■ EXCERPTED PASSAGE ■
Burn Bright Book Club: Pure by Julianna Baggott
“We know you are here, our brothers and sisters.
We will, one day, emerge from the Dome to join you in peace.
For now, we watch from afar, benevolently.”
Pure by Julianna Baggott
Paperback, 416 pages
Publication: February 14 2012
I was handed the ARC (advance reader copy) of Pure and along with it came the media release and a promo card. The above quote is on the card. With a raised eyebrow I thought, ‘Hmm this quote can’t be good.’
So I moved on to my first impressions of the book in anticipation of getting to the story.
The book, because it is in its arc form, is void of artwork, and what you would initially view as boring. The title is in a gloss white where the rest of the cover is a matt, stark, bright white. However, after finishing the book with the plain white cover, I think it pretty much says it all. Now that the book has been published, there is a white cover like the ARC and a black one in the same style.
I’m not sure if it’s the heat, or if it’s just the long hours of reading, but my finger prints are now marring the cover. It just seems fitting that I leave a mark on the book that has well and truly left a mark on me.
I was blindsided by the tragic circumstances the characters were left in and really disturbed by the awful things that happen to some of the others.
Partridge. He’s searching for family and seeking the truth. He also has a heart in a heartless environment… this made me like him the most.
El Capitan. He’s morally corrupt and makes me sick.
In the opening scene we are with Pressia, after the detonations, as the propaganda papers (with the above quote on them) are dropped on the shattered, charred remains of the closest town to the Dome. The Dome is where the ‘Pure’ people sheltered against the bombs; where they avoided the horrific fates of those outside.
For those unlucky enough to be left to fend for themselves in the fallout from the bombs, fusing their bodies to whatever they were touching, be it buildings, pavement, car engines or children, or in Pressia’s case her doll, survival becomes their only concern.
It has been ten or so years since the detonations and Partridge, the ‘Pure’ son of the mastermind behind the Dome, escapes to the outside in pursuit of his mother, whom he believes managed to survive the bombs. He is joined on his crusade by Pressia and Bradwell; Perssia, to save the life of her grandfather, Bradwell, to learn the truth.
After how book one ended I don’t think I can put myself through reading book two.

■ TASK SET ■
(1) In the Pure book club review, change "Dome" to "Vault" and give everything from "El Capitan. He’s" down to "their only concern." with that change.
(2) Write what comes next in the Pure book club review, picking up after its last sentence.

(Boundary labeling items)
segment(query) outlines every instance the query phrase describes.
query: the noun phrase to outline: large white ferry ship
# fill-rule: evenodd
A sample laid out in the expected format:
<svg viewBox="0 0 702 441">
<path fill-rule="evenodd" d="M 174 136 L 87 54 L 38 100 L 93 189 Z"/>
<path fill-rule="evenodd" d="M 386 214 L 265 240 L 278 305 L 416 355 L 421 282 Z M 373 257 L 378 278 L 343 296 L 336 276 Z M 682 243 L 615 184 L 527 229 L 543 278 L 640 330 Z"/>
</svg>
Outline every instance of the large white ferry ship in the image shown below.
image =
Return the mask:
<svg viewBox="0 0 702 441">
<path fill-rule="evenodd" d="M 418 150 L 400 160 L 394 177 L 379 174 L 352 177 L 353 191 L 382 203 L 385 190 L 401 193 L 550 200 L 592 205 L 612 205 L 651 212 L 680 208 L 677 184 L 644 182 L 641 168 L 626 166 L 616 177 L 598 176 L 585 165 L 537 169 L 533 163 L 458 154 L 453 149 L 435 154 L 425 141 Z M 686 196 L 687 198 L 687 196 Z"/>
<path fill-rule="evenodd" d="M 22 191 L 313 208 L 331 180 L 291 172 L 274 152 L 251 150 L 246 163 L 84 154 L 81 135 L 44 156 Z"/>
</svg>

■ ANSWERS TO THE PROBLEMS ■
(1)
El Capitan. He’s morally corrupt and makes me sick.
In the opening scene we are with Pressia, after the detonations, as the propaganda papers (with the above quote on them) are dropped on the shattered, charred remains of the closest town to the Vault. The Vault is where the ‘Pure’ people sheltered against the bombs; where they avoided the horrific fates of those outside.
For those unlucky enough to be left to fend for themselves in the fallout from the bombs, fusing their bodies to whatever they were touching, be it buildings, pavement, car engines or children, or in Pressia’s case her doll, survival becomes their only concern.

(2)
I am still processing the emotions Pure has stirred in me, months later. I am horrified by the deformities of the survivors, by the struggle for survival. I am sickened by the emotional supremacy of the Dome residents and I was angered at the possibilities of something like this happening in reality.
The sentiment that has stayed with me is you need ugliness to be able to appreciate beauty.
Please don’t be put off by my precious emotional state. This is an extraordinary saga. Brilliantly written and it is all consuming. The film rights sold to Fox even before the book’s release, this really does speak volumes about the hope many people have for the future of Baggott’s career.
The heart of this story will beat with the convictions of its readers.
“With a bow tie, anything is possible.” ~ Partridge
For more information on the Fox deal http://io9.com/5694604/another-dystopian-ya-trilogy-gets-a-half+million-dollar-book-contract-plus-a-movie-deal
At first I was unsure what I thought about the cover, but after finishing the story I think it’s a perfect fit. I like the butterfly in front of the Dome. I am unsure if all countries have a similar cover as the U.S. The U.S. Cover is black with the Dome represented in the background as a glass bubble. You can see the reflection of masses of dirty air swirling and the beautiful blue butterfly up front. All of these symbols are relevant to the book and I think it’s a good match.
I’m not exactly sure if she counts as one, but my favorite character is Partridge’s mother. Although she is not actually a prominent actual character in the book, we get to learn a lot about her and how she lived her life, through stories told by Partridge and others on the outside of the dome. She seems like a very unselfish, strong and determined woman. But I also felt the same way about Bradwell who is an actual physical character, so I suppose they are both my favorites.
I would have to say the group of the OSR and their leader. They gather up the children that have reached the age of 16 and teach them to fight and use weapons. They disgusted me, and I did not like their reasoning or their actions.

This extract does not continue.